Natural language region descriptions:
· · · ·

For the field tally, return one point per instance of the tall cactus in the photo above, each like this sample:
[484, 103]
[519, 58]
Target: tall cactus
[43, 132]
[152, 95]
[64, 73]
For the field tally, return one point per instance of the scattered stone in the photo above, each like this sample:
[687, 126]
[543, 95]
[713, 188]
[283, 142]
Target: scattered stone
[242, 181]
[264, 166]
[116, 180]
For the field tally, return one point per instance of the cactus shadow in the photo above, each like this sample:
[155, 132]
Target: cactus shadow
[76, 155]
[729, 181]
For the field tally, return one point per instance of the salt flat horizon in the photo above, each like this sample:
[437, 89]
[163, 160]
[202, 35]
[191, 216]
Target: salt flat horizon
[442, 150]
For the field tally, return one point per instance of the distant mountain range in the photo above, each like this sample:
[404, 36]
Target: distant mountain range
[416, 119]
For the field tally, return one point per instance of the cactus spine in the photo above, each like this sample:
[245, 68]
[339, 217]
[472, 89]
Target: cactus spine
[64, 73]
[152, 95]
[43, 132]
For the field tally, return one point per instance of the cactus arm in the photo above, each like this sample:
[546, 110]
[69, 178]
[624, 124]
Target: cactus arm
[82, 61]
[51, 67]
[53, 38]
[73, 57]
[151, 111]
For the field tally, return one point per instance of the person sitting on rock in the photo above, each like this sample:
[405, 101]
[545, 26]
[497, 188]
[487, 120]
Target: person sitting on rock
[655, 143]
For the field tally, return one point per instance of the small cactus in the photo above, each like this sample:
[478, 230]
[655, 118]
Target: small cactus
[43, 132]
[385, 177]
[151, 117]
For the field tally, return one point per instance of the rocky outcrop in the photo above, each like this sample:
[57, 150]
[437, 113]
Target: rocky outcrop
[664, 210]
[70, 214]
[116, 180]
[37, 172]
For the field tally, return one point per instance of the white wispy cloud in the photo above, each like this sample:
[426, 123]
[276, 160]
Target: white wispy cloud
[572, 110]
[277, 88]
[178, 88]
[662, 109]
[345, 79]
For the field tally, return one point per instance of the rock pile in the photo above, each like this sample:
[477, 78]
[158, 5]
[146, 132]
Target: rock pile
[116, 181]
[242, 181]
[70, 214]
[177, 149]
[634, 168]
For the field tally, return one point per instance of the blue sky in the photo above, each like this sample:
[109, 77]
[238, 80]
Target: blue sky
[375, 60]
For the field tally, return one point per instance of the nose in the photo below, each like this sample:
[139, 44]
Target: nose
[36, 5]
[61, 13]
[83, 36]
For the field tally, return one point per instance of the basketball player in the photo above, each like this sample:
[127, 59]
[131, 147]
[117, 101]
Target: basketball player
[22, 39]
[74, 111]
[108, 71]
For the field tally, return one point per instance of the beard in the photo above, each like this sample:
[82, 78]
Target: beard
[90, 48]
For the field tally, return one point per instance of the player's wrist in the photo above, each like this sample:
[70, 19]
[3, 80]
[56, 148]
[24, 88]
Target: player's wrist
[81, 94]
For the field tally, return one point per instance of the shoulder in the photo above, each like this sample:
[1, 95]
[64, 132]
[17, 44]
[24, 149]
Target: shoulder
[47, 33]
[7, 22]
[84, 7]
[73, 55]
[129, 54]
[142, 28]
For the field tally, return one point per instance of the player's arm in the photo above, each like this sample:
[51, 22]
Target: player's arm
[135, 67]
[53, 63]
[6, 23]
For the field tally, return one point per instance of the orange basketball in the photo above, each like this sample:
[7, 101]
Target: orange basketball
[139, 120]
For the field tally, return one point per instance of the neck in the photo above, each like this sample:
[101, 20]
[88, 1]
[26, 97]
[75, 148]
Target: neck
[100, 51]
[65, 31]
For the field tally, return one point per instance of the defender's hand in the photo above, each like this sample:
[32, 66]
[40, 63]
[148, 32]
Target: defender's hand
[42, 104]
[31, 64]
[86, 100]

· · · ·

_YOUR INSTRUCTIONS_.
Your reply should be a verbatim retyping of the lines from the one that holds "of the orange" through the last line of the entries.

_TASK RESPONSE_.
For the field tally, return one point per instance of the orange basketball in the photo above, each like this sample:
[7, 101]
Target: orange basketball
[139, 120]
For the field tally, return one point per instance of the neck in the photo above, each like this sample:
[101, 20]
[88, 1]
[26, 97]
[75, 148]
Target: neck
[100, 51]
[65, 31]
For the field tally, return one point per instance of the defender's hand in the photo above, each like this sample:
[32, 66]
[40, 63]
[148, 32]
Target: defender's hand
[42, 104]
[31, 64]
[86, 100]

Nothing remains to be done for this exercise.